§ Fragmento para leer:

====

Esto hace que su discurso se polarice y no admita términos medios: o
el presidente Lucio Gutiérrez renuncia a su cargo, o el movimiento indígena
y sus aliados políticos harán todo lo posible por destituirlo.
El problema radica en que es toda la institucionalidad jurídica la
que está en juego, en un contexto en el que la economía ecuatoriana
está convaleciendo de la crisis monetaria-financiera de los años
1999-2000, y que la apuesta por la inestabilidad política no está armonizada
con el espejismo de la estabilidad económica. Habida cuenta de que los
mismos indígenas ahora son parte fundamental del sistema de representación
política y también apuestan y juegan a las elecciones.
Es cierto que Lucio Gutiérrez cambió su programa original por
otro neoliberal y por la derechización de su gobierno, también
es cierto que ha hipotecado su gobierno en función del Plan Colombia
y la posición obsecuente ante los intereses norteamericanos. Pero aquello
que duele particularmente al movimiento indígena es su activa participación
para que llegue al gobierno un aliado con el cual nunca se aclararon las cuentas
desde el principio. Hay allí una especie de pecado original que busca
ser expiado por la vía de la movilización.
Hasta ahora existen poquísimos ejemplos de miembros de la derecha política
que una vez en el gobierno hayan traicionado a su partido o movimiento original
y se hayan ido hacia la izquierda. En la historia reciente, quizá el único
ejemplo sea el de Jaime Roldós y sus tímidos intentos por un
programa de gobierno más progresista. En el caso de Roldós, no
sabemos cómo habrían finalmente reaccionado las élites
que lo apoyaron, a esa deriva progresista de su gobierno, su temprana muerte
clausuró cualquier posibilidad de interpretación de ese breve
gobierno.
Y es que ese régimen político, creado en la coyuntura de la
dictadura militar de 1976-1979, con el nombre de “reestructuración
jurídica del Estado”, se movía dentro de la lógica
del Gatopardo: cambiarlo todo para que finalmente nada cambie. El sistema político
con el que se inauguró la democracia en el Ecuador, no amenazaba en
lo más mínimo a los intereses oligárquicos, todo lo contrario,
les otorgaba una base de sustentación política que se mostraba
acorde con las necesidades de la modernización económica. Los
nuevos partidos políticos que emergen en esa coyuntura expresan esa
necesidad de armonizar la modernización política con aquella
económica. Quizá el evento más sintomático que
inaugura el retorno a la democracia en el Ecuador, sea la masacre de los obreros
del ingenio azucarero de Aztra.

====

§ Consigna: Pasa al inglés esta oración del fragmento: «Hay allí una especie de pecado original que busca ser expiado por la vía de la movilización.» Las líneas proceden de una fuente distinta a la del fragmento.

====

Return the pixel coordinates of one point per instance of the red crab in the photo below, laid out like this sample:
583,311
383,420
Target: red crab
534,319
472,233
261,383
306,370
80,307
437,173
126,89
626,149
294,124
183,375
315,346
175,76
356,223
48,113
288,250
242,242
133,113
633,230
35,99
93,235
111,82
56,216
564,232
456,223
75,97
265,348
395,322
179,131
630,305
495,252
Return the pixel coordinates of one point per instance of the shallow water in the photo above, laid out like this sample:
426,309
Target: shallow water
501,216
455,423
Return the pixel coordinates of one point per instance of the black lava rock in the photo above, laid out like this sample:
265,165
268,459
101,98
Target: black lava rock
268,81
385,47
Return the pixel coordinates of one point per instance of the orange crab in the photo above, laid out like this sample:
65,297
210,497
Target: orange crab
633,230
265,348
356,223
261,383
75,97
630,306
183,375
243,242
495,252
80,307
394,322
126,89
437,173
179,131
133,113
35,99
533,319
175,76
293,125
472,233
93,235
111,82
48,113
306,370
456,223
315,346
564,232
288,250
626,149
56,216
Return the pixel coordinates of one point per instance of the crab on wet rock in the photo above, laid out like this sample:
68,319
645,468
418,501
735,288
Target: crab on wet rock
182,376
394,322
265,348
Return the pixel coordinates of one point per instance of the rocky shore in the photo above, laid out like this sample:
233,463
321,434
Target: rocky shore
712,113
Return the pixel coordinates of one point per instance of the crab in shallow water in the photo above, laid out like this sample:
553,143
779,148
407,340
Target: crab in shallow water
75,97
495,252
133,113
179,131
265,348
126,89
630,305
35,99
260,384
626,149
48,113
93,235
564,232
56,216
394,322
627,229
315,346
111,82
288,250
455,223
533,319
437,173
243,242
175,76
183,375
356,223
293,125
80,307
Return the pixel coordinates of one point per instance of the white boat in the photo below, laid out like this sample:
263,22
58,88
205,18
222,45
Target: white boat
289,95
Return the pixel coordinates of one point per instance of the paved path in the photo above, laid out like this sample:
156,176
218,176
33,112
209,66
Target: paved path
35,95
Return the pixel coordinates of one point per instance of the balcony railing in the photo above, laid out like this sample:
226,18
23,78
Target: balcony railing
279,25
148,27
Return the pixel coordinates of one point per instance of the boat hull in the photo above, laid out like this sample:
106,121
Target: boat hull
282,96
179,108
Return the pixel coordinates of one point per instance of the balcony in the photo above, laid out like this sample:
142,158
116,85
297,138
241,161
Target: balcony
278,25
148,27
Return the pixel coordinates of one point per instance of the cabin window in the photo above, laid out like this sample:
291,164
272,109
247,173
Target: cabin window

====

§ Respuesta: There is a kind of original sin there that seeks to be atoned for through mobilization.